[Dataset records on object locations]
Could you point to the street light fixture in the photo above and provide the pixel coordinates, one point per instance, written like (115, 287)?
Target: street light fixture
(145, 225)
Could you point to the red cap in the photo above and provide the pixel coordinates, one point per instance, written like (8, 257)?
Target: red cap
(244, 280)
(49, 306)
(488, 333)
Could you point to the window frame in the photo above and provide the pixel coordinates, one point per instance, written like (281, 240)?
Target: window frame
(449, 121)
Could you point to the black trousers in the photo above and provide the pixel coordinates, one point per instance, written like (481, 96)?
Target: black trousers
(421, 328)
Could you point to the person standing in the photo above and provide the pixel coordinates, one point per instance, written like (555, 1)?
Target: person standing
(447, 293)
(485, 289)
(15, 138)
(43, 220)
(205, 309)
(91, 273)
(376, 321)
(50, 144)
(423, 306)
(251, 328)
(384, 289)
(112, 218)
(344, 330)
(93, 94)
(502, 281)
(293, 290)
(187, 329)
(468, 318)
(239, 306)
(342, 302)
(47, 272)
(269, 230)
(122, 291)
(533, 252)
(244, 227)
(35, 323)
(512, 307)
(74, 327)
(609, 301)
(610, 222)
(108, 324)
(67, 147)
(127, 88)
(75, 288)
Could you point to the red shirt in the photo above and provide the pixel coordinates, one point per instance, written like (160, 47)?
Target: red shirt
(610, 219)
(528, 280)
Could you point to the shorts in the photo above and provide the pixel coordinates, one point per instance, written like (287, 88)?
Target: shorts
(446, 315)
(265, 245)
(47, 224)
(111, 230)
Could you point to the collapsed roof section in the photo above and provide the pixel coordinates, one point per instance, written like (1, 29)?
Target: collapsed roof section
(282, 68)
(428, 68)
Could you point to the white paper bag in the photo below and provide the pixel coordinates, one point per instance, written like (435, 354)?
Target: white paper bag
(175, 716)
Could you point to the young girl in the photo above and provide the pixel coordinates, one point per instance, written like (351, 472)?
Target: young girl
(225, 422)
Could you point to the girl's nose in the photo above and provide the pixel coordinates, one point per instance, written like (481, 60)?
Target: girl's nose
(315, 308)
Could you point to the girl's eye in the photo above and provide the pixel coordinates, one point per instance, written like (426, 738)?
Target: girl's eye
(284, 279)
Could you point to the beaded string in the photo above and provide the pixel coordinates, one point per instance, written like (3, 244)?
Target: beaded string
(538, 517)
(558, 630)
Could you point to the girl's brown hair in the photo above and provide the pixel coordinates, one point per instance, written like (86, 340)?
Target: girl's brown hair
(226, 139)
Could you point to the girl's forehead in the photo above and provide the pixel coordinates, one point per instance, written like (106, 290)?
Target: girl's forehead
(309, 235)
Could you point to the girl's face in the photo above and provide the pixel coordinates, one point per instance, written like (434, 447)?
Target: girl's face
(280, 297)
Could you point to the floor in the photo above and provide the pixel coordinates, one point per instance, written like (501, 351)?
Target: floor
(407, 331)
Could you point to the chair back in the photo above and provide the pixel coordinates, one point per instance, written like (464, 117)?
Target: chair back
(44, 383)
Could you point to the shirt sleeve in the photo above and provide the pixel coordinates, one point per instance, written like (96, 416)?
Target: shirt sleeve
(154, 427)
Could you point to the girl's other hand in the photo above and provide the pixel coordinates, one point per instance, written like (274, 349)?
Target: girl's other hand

● **Challenge**: Output as a numbered list the lines of the records from the one containing "Could you point to the girl's other" through the end of the records, both ends included and blank lines left out.

● **Written reply**:
1. Could you point to the girl's other hand in the photo above and provide the pixel coordinates, one point per instance, written like (274, 349)?
2. Target: girl's other hand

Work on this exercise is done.